Requirements:
a. Answer these questions about the sermon on Mark 6:14-29:
(i) Whose wife was Herodias before Herod married her?
(ii) For whom did Herod give the banquet on his birthday?
(iii) How many verses does the preacher say the day's passage contains?
b. Please explain, using the sermon on Mark 6:14-29, why Herodias was not able to kill John even though she wanted to.
c. Resume the sermon on Mark 6:14-29, picking up right after its final sentence.

Page extract:
>>>>

Power Struggle

Mark 6:14-29

14 King Herod heard about this, for Jesus’ name had become well known. Some were saying, “John the Baptist has been raised from the dead, and that is why miraculous powers are at work in him.”

15 Others said, “He is Elijah.”

And still others claimed, “He is a prophet, like one of the prophets of long ago.”

16 But when Herod heard this, he said, “John, whom I beheaded, has been raised from the dead!”

17 For Herod himself had given orders to have John arrested, and he had him bound and put in prison. He did this because of Herodias, his brother Philip’s wife, whom he had married. 18 For John had been saying to Herod, “It is not lawful for you to have your brother’s wife.” 19 So Herodias nursed a grudge against John and wanted to kill him. But she was not able to, 20 because Herod feared John and protected him, knowing him to be a righteous and holy man. When Herod heard John, he was greatly puzzled; yet he liked to listen to him.

21 Finally the opportune time came. On his birthday Herod gave a banquet for his high officials and military commanders and the leading men of Galilee. 22 When the daughter of Herodias came in and danced, she pleased Herod and his dinner guests.

The king said to the girl, “Ask me for anything you want, and I’ll give it to you.” 23 And he promised her with an oath, “Whatever you ask I will give you, up to half my kingdom.”

24 She went out and said to her mother, “What shall I ask for?”

“The head of John the Baptist,” she answered.

25 At once the girl hurried in to the king with the request: “I want you to give me right now the head of John the Baptist on a platter.”

26 The king was greatly distressed, but because of his oaths and his dinner guests, he did not want to refuse her. 27 So he immediately sent an executioner with orders to bring John’s head. The man went, beheaded John in the prison, 28 and brought back his head on a platter. He presented it to the girl, and she gave it to her mother. 29 On hearing of this, John’s disciples came and took his body and laid it in a tomb.

The word of God for the people of God. Thanks be to God.

What are you going to say about a passage like that? This one sounds a lot more like a daytime soap opera than a selection from the Bible. We have a “king” who stole his brother’s wife and finds himself so intrigued by her daughter’s dance that he makes a promise to give her anything, up to 50% of his kingdom. And of course, what do young girls want more than anything else in this world? A new American Girl doll? No, think bigger. A pony? Come on, be creative. The head of a prophet served on a platter? Now we’re talking! Things just got interesting, people.

I want to spend some time talking about today’s passage, but not just these fifteen verses. I think that to understand what’s going on here we really need to look at what comes before and after this passage as well. Context is important. But let’s just start today by trying to clarify what is happening in these verses and then we will step back and look at the bigger picture.

<<<<

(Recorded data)
>>>>

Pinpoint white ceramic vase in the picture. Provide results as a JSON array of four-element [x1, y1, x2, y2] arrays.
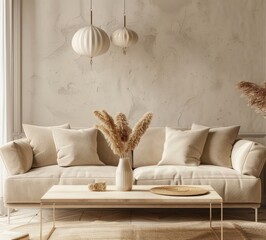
[[115, 157, 133, 191]]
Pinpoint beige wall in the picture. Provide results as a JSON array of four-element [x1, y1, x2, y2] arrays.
[[22, 0, 265, 132]]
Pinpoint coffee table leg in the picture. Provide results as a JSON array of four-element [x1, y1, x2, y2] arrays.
[[221, 203, 224, 240], [40, 203, 42, 240], [53, 204, 55, 228], [210, 203, 212, 228], [47, 203, 55, 240]]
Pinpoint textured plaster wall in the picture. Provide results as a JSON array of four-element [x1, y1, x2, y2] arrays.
[[22, 0, 266, 132]]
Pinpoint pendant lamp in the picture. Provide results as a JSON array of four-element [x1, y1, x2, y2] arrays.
[[110, 0, 138, 54], [72, 0, 110, 64]]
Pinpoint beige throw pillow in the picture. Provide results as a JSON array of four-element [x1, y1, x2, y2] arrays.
[[191, 124, 240, 168], [23, 124, 70, 167], [158, 127, 209, 166], [231, 139, 266, 178], [0, 138, 33, 175], [53, 128, 104, 167]]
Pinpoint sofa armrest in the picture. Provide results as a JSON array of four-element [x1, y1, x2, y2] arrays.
[[0, 138, 33, 175], [231, 139, 266, 177]]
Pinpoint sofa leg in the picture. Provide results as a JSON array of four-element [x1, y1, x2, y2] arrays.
[[255, 208, 258, 222]]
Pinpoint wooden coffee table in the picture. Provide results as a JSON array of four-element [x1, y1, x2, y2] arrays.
[[40, 185, 223, 240]]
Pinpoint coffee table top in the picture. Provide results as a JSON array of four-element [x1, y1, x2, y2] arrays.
[[41, 185, 223, 208]]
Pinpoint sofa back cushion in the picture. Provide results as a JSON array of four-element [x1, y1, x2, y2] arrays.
[[232, 139, 266, 177], [0, 138, 33, 175], [23, 124, 70, 167], [53, 128, 104, 167], [133, 127, 165, 168], [97, 130, 120, 166], [191, 124, 240, 168]]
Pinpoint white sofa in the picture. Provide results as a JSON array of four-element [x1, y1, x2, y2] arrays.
[[0, 127, 266, 213]]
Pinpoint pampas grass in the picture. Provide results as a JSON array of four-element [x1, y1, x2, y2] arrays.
[[237, 81, 266, 116], [94, 110, 152, 157]]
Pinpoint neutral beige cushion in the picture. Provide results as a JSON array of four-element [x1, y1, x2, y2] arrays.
[[53, 128, 104, 167], [232, 140, 266, 177], [158, 127, 209, 166], [23, 124, 70, 167], [133, 127, 165, 168], [191, 124, 240, 168], [0, 138, 33, 175]]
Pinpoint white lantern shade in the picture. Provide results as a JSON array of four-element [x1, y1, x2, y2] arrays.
[[72, 25, 110, 57], [111, 27, 138, 48]]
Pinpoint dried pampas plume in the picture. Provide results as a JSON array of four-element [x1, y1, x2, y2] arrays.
[[237, 81, 266, 116], [126, 113, 152, 151], [94, 110, 152, 157]]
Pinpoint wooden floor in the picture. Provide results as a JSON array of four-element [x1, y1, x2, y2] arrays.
[[0, 208, 266, 232]]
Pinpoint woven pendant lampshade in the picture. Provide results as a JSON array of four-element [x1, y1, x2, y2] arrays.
[[72, 0, 110, 63], [110, 0, 138, 54]]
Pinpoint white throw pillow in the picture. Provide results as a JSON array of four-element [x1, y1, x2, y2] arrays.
[[191, 123, 240, 168], [53, 128, 104, 167], [23, 123, 70, 167], [158, 127, 209, 166], [0, 139, 33, 175]]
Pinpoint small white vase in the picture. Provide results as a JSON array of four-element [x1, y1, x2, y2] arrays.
[[115, 157, 133, 191]]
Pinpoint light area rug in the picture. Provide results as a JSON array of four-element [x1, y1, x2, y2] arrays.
[[9, 209, 266, 240], [11, 221, 251, 240]]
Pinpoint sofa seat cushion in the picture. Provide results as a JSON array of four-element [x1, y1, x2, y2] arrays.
[[4, 165, 63, 203], [134, 165, 261, 203], [4, 165, 116, 204]]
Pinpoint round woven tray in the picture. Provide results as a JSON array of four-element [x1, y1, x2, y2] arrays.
[[150, 186, 209, 196]]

<<<<

Exercise answers:
a.
(i) Herodias was the wife of Philip, Herod's brother.
(ii) He gave it for his high officials, his military commanders and the leading men of Galilee.
(iii) The passage contains fifteen verses.

b. Herod feared John and protected him, knowing him to be a righteous and holy man. This kept Herodias from carrying out her wish to kill John.

c.
We start today with a name that we are familiar with, though it is probably also a bit confusing and maybe misleading. Our scripture starts with King Herod. When we read Jesus’ birth narratives found in the Bible we hear the name of Herod quite a bit. Herod is the one who meets the Wise Men and tells them to come inform him where the Christ child can be found. Herod is also the one who then orders that the babies are to be slaughtered. We are told that Herod is scared; scared of a little baby. He is afraid that the one born “king of the Jews” will interfere with his rule and his ability to pass on his leadership role to his sons.

The Herod in our story today is not the same Herod from the birth narratives, but his son. The Herod in the birth narratives is Herod the Great; this is Herod Antipas. It is Herod Antipas that is in conversation with the Jewish High Priest, each condemning Jesus before sending him on to Pilate for his final trial. Herod Antipas was not technically a king, he was a tetrarch, which means that he led a quadrant of a kingdom or territory. The Herods were of Jewish ancestry, so they were in a way the “kings of the Jews,” but they had little power. They were really puppet leaders, led by the Roman prefect Pontius Pilate, and at a higher level, by the Roman Caesar.

Obviously, Herod Antipas and Herod the Great shared a number of qualities. Herod the Great is probably best known by Christians today for the slaughter of the innocents. Herod Antipas is probably best known for his role in the killing of both John the Baptist and Jesus. They were both fearful men, worried about their position as leader over the Jews. And their fear led them to take extreme measures to protect what power they had.

We don’t have all of the details, but somehow Herod Antipas ended up married to the wife of his brother Philip. This would have been against the Hebrew Law. As a Jew, Herod Antipas would not be permitted to marry his brother’s ex-wife. One day a prophet named John comes along and tells Herod that his actions are not lawful. What does Herod do? He puts John in prison. Yeah, you can keep saying this is wrong, but you’ll be saying it from within a jail cell.

Herod’s new wife, Herodias, is said to have held a bit of a grudge against John. This makes sense, because Herodias had a pretty sweet deal going on for her there, married to the tetrarch, living in his palace, waited on hand and foot by the staff. But if she was made to leave Herod’s palace, she wouldn’t have very many options. She would be a woman twice divorced with a young child in the first century.

Mark tells us that on Herod’s birthday, Herod throws himself a party and invites “high officials,” “military leaders,” and the “leading men of Galilee.” This is a who’s who, black tie event. The paparazzi are snapping photos as these men get off their donkeys and camel and walk through the front door.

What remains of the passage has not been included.